**Aim of the exercise**: Carry on the passage about testing linear regression assumptions with autoplot(), starting after its last sentence.

**Quoted passage**:
******************************

Test Linear Regression Assumptions: the function autoplot() will generate a series of visualization that can help us test the assumptions we made about our data when performing the linear regression
## Warning: `arrange_()` is deprecated as of dplyr 0.7.0.
## Please use `arrange()` instead.
## See vignette('programming') for more help
## This warning is displayed once every 8 hours.
## Call `lifecycle::last_warnings()` to see where this warning was generated.
- detecting non-linearity with the Residuals vs Fitted plot: the residuals data points are reasonably symmetry suggesting that the variance of the residuals does not change as a function of fitted value.
- testing linear relation with the Normal Q-Q plot: in plotting the data quartiles against each other, the results follow a line for all but the more extreme values. this supports a linear relationship.

******************************

**Information supplied**:

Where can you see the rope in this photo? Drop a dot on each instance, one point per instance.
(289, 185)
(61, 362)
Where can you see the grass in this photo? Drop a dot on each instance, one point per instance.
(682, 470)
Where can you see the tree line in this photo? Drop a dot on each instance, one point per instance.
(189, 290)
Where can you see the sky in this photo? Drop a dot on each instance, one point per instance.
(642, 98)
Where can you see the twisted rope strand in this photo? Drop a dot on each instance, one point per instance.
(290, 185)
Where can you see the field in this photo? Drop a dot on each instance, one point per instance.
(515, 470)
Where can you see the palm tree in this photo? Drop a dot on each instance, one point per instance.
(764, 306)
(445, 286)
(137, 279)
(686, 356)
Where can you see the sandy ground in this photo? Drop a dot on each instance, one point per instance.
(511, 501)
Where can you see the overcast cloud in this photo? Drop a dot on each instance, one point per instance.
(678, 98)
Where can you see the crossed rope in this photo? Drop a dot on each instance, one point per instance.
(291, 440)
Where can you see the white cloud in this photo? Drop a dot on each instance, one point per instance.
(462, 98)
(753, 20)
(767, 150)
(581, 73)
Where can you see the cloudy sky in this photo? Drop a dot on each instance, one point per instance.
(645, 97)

******************************

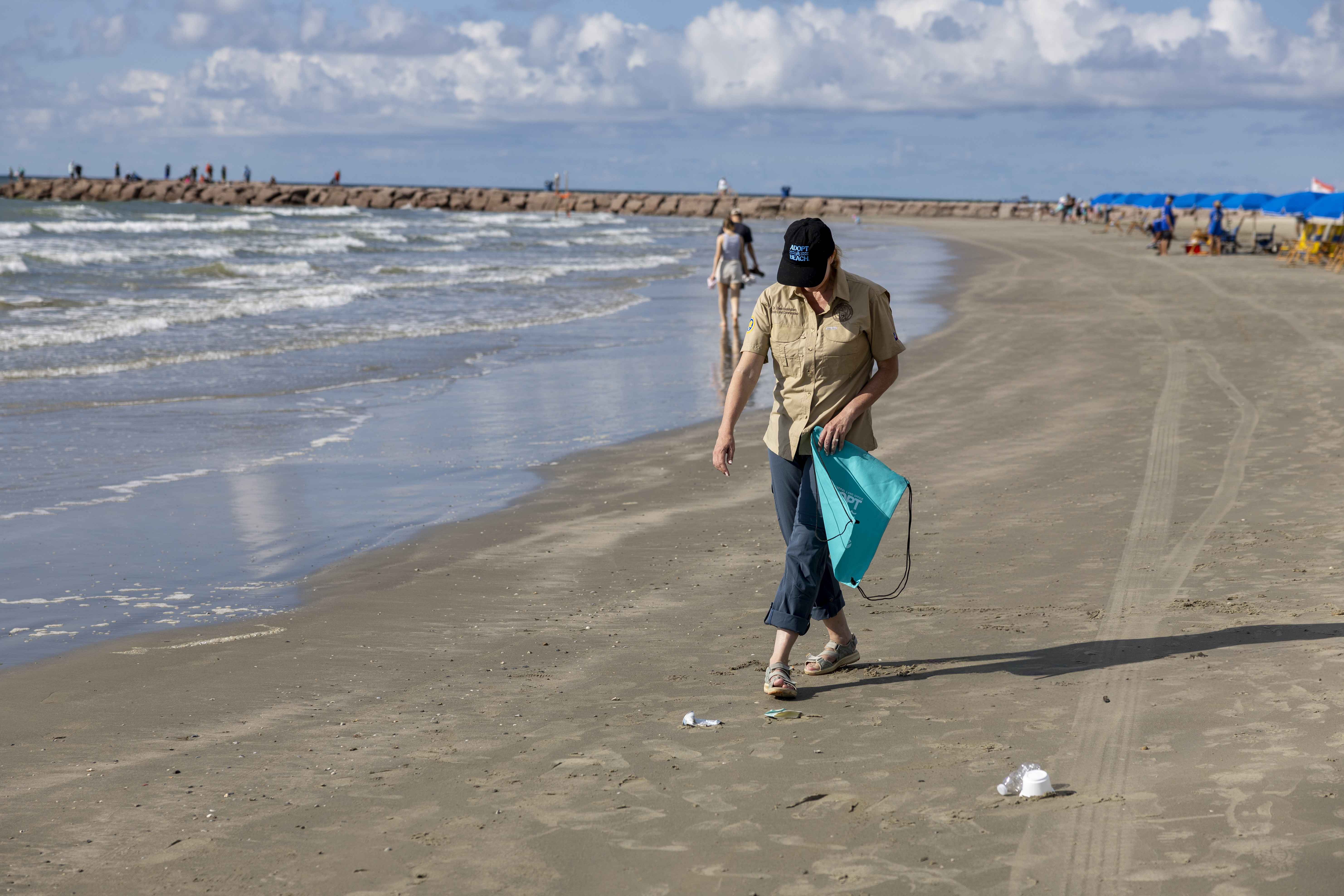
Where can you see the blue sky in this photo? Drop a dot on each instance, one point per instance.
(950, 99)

******************************

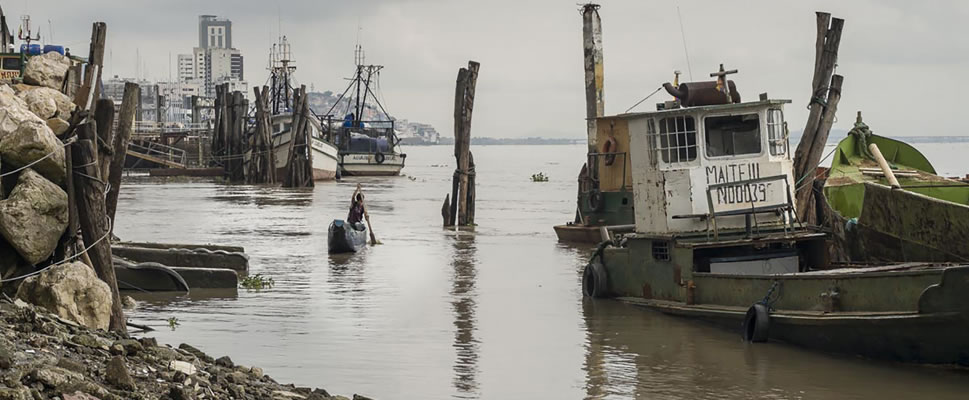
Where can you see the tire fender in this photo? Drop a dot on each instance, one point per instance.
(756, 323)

******************************

**Final result**:
- testing variance with the Scale-Location plot: similar to the residuals plot, this scales the residuals. the general magnitude of the scaled residuals doesn’t hange much, so we can be assured that the variance of the fit is relatively even across the data distributions.
- looking for outlier influence with the Residuals vs Leverage plot: This plot is relatively straight indicating that there aren’t any obvious outliers in the data that have too strong an influence over the linear regression fit.
Conclusion
Taken together, the cars dataset is a good candidate for linear regression that yields a statistically significant fit described by the equation: \[dist = -17.58 + 3.932 * speed\]
thank you for reading.